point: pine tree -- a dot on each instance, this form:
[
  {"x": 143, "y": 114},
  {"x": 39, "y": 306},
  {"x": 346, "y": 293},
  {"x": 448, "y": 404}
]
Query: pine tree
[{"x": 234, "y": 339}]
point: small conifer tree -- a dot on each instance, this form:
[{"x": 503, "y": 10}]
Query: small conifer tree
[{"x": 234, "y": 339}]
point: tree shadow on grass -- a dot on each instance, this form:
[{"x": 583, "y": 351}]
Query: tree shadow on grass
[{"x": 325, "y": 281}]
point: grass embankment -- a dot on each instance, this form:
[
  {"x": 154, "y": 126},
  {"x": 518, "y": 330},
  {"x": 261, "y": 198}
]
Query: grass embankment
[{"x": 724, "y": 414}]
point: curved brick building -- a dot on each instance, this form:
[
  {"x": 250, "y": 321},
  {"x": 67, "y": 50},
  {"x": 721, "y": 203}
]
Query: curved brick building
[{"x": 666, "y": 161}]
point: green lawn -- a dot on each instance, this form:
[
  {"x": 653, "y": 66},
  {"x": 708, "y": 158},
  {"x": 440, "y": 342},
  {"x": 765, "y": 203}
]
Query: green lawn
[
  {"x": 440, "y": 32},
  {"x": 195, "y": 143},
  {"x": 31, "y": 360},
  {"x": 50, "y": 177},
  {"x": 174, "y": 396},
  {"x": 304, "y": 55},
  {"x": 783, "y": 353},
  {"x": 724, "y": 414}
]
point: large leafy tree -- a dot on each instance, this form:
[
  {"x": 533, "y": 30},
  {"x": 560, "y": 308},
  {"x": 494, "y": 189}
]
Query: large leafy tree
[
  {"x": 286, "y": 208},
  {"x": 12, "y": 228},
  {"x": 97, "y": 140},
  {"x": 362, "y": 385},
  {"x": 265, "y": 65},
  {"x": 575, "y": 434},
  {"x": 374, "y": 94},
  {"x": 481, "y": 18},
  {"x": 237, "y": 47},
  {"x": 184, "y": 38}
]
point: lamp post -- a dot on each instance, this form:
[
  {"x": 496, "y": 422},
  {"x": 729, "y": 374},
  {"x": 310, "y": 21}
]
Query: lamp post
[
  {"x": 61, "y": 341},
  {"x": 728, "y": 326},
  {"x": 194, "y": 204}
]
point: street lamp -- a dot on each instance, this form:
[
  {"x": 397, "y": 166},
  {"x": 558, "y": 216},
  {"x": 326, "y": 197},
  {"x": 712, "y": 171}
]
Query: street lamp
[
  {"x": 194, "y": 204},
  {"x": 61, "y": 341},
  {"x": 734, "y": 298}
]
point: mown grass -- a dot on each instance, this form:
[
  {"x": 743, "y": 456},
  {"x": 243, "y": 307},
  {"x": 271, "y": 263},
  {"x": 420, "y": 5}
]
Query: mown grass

* * * * * * *

## Your objective
From the first line to the last, retype the records exactly as they stand above.

## Final answer
point: pine tree -- a dot on each instance, this form:
[
  {"x": 143, "y": 114},
  {"x": 39, "y": 306},
  {"x": 346, "y": 293},
  {"x": 448, "y": 404}
]
Query: pine tree
[{"x": 234, "y": 339}]
point: small conifer tree -- a dot on each instance, this form:
[{"x": 503, "y": 10}]
Query: small conifer tree
[{"x": 234, "y": 339}]
point: tree shadow on grass -- a dot on each instance, this form:
[{"x": 583, "y": 351}]
Query: tree shadow on grass
[{"x": 325, "y": 281}]
point: grass embankment -- a dot on each instance, this form:
[
  {"x": 154, "y": 126},
  {"x": 518, "y": 330},
  {"x": 261, "y": 198}
]
Query: grass embankment
[{"x": 724, "y": 414}]
point: curved brick building -- a dot on each instance, this form:
[
  {"x": 250, "y": 321},
  {"x": 67, "y": 50},
  {"x": 721, "y": 203}
]
Query: curved brick building
[{"x": 666, "y": 161}]
point: green lawn -- a dot on each instance, this form:
[
  {"x": 653, "y": 66},
  {"x": 708, "y": 158},
  {"x": 440, "y": 342},
  {"x": 765, "y": 203}
]
Query: green lawn
[
  {"x": 440, "y": 32},
  {"x": 195, "y": 143},
  {"x": 31, "y": 360},
  {"x": 50, "y": 177},
  {"x": 174, "y": 396},
  {"x": 304, "y": 55},
  {"x": 783, "y": 353},
  {"x": 724, "y": 414}
]
point: large leafy tree -- a dot on each instance, this form:
[
  {"x": 533, "y": 30},
  {"x": 560, "y": 308},
  {"x": 494, "y": 189}
]
Query: large leafy tree
[
  {"x": 286, "y": 208},
  {"x": 12, "y": 228},
  {"x": 97, "y": 140},
  {"x": 362, "y": 385},
  {"x": 265, "y": 65},
  {"x": 575, "y": 434},
  {"x": 374, "y": 94},
  {"x": 481, "y": 18},
  {"x": 237, "y": 47},
  {"x": 184, "y": 38}
]
point: lamp post -- a dot on each instance, this form:
[
  {"x": 496, "y": 422},
  {"x": 729, "y": 374},
  {"x": 310, "y": 21}
]
Query: lamp post
[
  {"x": 61, "y": 341},
  {"x": 728, "y": 326},
  {"x": 194, "y": 204}
]
point: street lamp -- a dot on each instance, this form:
[
  {"x": 397, "y": 166},
  {"x": 558, "y": 216},
  {"x": 326, "y": 197},
  {"x": 712, "y": 171}
]
Query: street lamp
[
  {"x": 194, "y": 204},
  {"x": 61, "y": 341},
  {"x": 734, "y": 298}
]
point: mown grass -- a dot on each instance, this form:
[
  {"x": 743, "y": 456},
  {"x": 243, "y": 307},
  {"x": 271, "y": 263},
  {"x": 420, "y": 5}
]
Query: mown grass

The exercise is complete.